Your objective: Scan the entries for the word "grass", and copy every line where it appears.

*** Extracted material

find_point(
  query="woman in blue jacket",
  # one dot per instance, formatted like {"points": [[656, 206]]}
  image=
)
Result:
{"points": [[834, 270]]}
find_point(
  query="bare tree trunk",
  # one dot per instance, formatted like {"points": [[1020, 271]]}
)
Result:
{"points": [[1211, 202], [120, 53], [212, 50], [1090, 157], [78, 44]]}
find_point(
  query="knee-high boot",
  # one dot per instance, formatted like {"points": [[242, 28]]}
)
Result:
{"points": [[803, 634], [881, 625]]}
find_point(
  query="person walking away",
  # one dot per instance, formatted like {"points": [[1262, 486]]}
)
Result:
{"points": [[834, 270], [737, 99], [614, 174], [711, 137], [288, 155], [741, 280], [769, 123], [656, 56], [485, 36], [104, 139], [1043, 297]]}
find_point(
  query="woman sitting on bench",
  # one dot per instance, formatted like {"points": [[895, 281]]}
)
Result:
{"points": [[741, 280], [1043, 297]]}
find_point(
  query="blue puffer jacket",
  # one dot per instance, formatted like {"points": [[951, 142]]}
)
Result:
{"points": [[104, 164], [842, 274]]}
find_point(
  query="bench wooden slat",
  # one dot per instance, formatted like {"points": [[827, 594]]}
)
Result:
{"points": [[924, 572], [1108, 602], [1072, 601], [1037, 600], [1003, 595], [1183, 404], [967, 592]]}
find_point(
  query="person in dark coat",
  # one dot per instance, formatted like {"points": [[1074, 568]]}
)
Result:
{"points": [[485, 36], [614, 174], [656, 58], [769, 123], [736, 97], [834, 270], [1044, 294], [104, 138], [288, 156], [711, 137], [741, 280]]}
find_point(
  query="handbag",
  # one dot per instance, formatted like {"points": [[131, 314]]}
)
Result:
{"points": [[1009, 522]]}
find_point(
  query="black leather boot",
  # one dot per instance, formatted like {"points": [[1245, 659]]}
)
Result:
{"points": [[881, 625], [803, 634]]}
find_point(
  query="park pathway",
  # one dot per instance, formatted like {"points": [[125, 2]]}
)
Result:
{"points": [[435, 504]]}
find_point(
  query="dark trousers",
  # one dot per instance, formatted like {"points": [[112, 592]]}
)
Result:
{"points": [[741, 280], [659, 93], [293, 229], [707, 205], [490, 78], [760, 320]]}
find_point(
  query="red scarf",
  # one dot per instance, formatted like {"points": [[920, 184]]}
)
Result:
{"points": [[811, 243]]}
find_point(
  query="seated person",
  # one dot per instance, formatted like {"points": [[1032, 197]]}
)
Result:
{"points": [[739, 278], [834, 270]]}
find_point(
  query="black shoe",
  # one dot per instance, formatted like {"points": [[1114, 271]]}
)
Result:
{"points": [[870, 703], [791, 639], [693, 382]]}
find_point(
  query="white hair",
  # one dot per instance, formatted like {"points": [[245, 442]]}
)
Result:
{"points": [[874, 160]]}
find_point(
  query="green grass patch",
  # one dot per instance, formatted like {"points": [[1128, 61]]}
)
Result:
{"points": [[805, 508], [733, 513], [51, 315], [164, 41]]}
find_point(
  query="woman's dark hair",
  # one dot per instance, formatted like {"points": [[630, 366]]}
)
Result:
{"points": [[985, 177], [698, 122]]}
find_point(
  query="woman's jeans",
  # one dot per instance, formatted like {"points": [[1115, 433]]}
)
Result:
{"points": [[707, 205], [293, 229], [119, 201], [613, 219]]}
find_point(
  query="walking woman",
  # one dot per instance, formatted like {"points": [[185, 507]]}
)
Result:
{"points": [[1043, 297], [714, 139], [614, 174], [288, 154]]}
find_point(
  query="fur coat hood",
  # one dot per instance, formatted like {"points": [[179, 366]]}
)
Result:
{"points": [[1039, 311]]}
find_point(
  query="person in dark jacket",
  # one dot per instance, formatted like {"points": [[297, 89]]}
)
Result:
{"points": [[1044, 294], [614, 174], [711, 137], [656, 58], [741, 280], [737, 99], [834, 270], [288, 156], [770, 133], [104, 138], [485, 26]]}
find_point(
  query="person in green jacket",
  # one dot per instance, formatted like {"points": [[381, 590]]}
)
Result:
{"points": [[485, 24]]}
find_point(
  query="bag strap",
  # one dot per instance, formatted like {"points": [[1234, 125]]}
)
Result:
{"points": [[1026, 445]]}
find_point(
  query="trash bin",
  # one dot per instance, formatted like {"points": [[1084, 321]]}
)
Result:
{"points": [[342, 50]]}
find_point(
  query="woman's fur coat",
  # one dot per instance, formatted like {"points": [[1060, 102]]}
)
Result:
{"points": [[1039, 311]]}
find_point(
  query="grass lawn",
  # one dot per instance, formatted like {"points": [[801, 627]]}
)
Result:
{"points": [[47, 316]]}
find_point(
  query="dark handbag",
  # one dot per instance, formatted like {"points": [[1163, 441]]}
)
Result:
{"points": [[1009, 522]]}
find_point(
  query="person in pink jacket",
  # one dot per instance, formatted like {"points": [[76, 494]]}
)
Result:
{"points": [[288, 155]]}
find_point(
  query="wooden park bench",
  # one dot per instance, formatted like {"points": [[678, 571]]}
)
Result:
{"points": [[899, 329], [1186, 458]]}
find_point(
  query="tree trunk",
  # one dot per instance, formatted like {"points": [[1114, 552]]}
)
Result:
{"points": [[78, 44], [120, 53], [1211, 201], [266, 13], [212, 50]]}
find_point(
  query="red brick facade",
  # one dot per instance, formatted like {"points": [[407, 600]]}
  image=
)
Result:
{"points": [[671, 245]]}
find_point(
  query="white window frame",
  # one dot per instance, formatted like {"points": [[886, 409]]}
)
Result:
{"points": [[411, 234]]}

******

Written reply:
  query="green grass patch",
  query="grass lawn",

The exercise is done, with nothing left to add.